--- TASK OBJECTIVE ---
Please count the lines in the rows below that contain the string "pavement" and give only that number.
#####
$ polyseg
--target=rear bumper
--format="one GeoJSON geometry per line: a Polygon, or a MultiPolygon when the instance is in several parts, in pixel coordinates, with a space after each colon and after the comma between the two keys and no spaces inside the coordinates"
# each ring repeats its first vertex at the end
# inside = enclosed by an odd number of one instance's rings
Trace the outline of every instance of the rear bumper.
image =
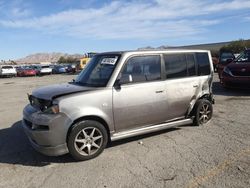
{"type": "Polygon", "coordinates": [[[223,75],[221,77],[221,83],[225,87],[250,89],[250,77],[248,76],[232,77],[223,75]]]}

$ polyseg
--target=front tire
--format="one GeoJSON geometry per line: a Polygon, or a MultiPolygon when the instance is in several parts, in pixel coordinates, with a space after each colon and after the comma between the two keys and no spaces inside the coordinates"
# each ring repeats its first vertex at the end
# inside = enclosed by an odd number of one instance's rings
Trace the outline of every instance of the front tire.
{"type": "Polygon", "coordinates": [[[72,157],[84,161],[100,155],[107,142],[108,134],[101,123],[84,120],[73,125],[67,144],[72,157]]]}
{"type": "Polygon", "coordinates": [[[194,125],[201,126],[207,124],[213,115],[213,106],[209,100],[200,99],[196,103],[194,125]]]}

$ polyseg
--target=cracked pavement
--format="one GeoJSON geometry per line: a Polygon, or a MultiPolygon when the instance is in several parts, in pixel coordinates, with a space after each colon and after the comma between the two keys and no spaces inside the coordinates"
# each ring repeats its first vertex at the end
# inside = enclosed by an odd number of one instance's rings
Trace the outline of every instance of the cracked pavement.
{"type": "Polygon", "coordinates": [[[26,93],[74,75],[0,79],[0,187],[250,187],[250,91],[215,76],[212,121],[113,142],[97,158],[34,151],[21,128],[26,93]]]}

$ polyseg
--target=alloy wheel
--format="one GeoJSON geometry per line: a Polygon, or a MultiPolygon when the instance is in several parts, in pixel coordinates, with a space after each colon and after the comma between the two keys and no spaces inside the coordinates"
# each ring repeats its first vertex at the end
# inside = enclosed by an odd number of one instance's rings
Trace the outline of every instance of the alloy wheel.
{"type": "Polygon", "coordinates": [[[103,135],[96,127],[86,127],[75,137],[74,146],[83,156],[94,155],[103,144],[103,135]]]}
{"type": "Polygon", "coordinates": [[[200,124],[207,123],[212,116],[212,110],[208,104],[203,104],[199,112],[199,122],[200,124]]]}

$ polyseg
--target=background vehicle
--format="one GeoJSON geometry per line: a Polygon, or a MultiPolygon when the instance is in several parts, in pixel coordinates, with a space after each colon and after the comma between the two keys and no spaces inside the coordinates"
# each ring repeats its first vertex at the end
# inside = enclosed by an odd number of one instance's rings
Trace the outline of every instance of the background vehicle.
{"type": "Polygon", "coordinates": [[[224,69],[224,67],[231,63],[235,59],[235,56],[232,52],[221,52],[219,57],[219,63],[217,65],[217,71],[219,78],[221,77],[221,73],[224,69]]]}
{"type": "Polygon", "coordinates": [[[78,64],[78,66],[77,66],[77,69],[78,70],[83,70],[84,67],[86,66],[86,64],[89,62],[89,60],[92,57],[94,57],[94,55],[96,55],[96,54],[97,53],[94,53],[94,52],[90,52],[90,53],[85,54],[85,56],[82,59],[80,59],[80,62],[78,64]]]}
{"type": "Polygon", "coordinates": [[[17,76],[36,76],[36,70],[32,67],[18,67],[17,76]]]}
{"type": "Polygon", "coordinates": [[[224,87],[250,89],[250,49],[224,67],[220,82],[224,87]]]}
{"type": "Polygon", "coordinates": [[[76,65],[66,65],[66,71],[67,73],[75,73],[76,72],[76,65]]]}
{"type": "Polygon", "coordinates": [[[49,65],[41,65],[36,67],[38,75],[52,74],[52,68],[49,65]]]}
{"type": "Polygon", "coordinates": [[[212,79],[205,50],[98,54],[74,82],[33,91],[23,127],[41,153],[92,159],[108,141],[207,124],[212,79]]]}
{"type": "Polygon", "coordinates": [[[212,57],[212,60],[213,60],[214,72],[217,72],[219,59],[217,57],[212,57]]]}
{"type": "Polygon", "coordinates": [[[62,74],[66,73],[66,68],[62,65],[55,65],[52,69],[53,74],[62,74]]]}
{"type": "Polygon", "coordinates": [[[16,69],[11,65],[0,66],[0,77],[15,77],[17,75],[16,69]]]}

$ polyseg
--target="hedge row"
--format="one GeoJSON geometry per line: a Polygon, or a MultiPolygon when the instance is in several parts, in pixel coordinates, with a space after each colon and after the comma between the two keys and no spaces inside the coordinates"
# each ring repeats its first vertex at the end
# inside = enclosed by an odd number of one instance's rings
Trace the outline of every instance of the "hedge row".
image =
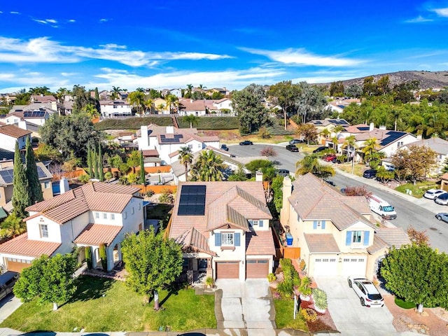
#####
--- SOLUTION ---
2